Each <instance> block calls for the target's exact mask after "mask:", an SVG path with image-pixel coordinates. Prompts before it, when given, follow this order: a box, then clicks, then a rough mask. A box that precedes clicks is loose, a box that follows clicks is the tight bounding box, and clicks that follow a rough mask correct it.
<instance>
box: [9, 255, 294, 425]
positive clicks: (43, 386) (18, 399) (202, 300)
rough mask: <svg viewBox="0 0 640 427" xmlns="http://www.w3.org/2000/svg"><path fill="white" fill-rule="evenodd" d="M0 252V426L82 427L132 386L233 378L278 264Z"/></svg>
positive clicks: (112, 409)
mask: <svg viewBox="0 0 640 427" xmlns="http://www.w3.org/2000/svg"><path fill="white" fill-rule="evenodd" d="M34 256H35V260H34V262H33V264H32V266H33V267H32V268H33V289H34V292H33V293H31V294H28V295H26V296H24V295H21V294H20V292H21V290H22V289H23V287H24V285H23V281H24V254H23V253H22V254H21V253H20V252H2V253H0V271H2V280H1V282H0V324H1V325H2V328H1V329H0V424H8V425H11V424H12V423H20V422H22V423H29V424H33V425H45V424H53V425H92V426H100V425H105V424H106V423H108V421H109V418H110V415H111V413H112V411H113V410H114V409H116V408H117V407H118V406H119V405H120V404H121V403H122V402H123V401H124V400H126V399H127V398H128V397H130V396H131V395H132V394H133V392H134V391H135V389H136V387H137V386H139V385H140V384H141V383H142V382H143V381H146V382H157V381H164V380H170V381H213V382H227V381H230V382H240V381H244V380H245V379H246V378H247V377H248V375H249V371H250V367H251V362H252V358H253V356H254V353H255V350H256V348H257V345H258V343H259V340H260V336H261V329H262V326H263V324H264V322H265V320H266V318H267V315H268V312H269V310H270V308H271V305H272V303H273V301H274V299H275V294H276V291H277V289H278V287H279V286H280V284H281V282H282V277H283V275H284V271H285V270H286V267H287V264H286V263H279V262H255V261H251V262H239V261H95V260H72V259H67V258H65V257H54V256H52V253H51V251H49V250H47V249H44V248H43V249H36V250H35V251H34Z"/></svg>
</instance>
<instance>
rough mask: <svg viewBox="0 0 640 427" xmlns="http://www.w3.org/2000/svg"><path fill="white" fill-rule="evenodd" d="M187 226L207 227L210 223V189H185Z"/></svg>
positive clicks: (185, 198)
┄┄┄┄┄┄┄┄┄┄
Task prompt: Check each line of the entries above for the word "rough". List the ones that have it.

Output for this exercise:
Each <instance> block calls for the target's exact mask after "mask:", an SVG path with image-pixel coordinates. Prompts before it, when given, follow this order: a box, then clicks, then a rough mask. A box that precedes clicks is loose, a box that follows clicks is the tight bounding box, and clicks that follow a rough mask correct it.
rough mask: <svg viewBox="0 0 640 427" xmlns="http://www.w3.org/2000/svg"><path fill="white" fill-rule="evenodd" d="M0 252V426L82 427L132 386L233 378L278 264Z"/></svg>
rough mask: <svg viewBox="0 0 640 427" xmlns="http://www.w3.org/2000/svg"><path fill="white" fill-rule="evenodd" d="M187 226L207 227L210 223V189H185Z"/></svg>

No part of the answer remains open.